## 本文
========
感染症ペストの窓
イタリアでは、コロナウイルス対策のロックダウンが徐々に解除される予定も出されましたが、まだまだ厳しい状況です。
食料品店やスーパーなど、お店では、入店するときに入口に置いてある使い捨ての手袋をしなくてはいけません。
今日、中央市場に行ったら、入口で使い捨て手袋を入場者に配布する係の人が立っていました。(先週は、市場では手袋の配布はおこなわれていませんでした。)
薬局に行ったら、レジのあるカウンターに、プレキシガラスの仕切りが設置されていました。
薬局は、当然薬を買いに行く場所ですので、その中には体調が悪い人もいるかもしれません。毎日大勢のお客さんに対応する薬剤師の人たちの感染予防は必要ですよね。
そこで思い出したのが、感染症ペストの時の窓口です。
サン・マルティーノ広場にあるサン・マルティーノ教会の中には、ペストの時に使っていた感染防止の窓が残っています。
残っているといっても、現在は埋め固められているので、壁と同化していますが、「パン配布用の窓。ペストの年1522年」と書かれていて、そこでパンの受け渡しがおこなわれていたことがわかるようになっています。
「窓」といっても、かなり大きいです。(窓の隣に長椅子があるので、それと見比べていただくと大きいことがわかります)
でも、普通の窓ではなく、ラッパ状の穴で、向こう側の口は小さくなっている窓口です。
埋められているため、外側から見ても穴はありませんので、向こう側の穴がどのくらいの大きさだったかはわかりません。
この教会は、貧しい人たちを助けるための組織がある教会で、中世にはパンなどを、そして現在は現金を貧しい人に分け与えている教会です。
ペストが流行した時は、感染予防のため、パンを受け取りに来る貧しい人たちが教会の中に入らなくても、パンを受け取ることができるように、この窓口が使われていました。
以前は、目にも留めなかったような窓が、急にリアルに見えてきます。
========
## 抽出一覧
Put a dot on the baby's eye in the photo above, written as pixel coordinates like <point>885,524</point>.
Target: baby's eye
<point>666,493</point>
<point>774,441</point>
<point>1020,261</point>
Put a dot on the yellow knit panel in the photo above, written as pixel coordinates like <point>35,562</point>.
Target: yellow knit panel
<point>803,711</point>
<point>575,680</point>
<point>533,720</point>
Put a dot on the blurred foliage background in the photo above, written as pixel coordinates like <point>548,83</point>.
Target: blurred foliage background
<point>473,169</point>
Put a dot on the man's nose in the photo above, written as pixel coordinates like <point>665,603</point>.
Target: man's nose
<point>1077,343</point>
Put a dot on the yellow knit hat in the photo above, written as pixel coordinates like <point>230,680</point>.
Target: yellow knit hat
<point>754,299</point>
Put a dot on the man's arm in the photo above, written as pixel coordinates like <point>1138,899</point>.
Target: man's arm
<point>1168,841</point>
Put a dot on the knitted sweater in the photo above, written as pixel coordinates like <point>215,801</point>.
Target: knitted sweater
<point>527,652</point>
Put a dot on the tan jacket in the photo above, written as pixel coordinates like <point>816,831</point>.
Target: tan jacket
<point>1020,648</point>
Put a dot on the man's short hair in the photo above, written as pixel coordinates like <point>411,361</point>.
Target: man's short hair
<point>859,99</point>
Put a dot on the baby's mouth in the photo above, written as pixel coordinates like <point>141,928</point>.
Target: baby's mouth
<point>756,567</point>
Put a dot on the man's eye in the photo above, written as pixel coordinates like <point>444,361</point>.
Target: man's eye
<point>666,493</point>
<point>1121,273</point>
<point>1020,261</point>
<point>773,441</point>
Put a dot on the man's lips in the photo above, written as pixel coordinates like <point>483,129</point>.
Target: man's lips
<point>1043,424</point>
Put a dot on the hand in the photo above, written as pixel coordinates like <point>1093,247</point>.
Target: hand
========
## 課題
本文の「薬局は、当然薬を買いに行く場」から「がわかるようになっています。」までをすべて書き出し、その中の「薬剤師」を「店員」に置き換えてください。

## 解答
薬局は、当然薬を買いに行く場所ですので、その中には体調が悪い人もいるかもしれません。毎日大勢のお客さんに対応する店員の人たちの感染予防は必要ですよね。
そこで思い出したのが、感染症ペストの時の窓口です。
サン・マルティーノ広場にあるサン・マルティーノ教会の中には、ペストの時に使っていた感染防止の窓が残っています。
残っているといっても、現在は埋め固められているので、壁と同化していますが、「パン配布用の窓。ペストの年1522年」と書かれていて、そこでパンの受け渡しがおこなわれていたことがわかるようになっています。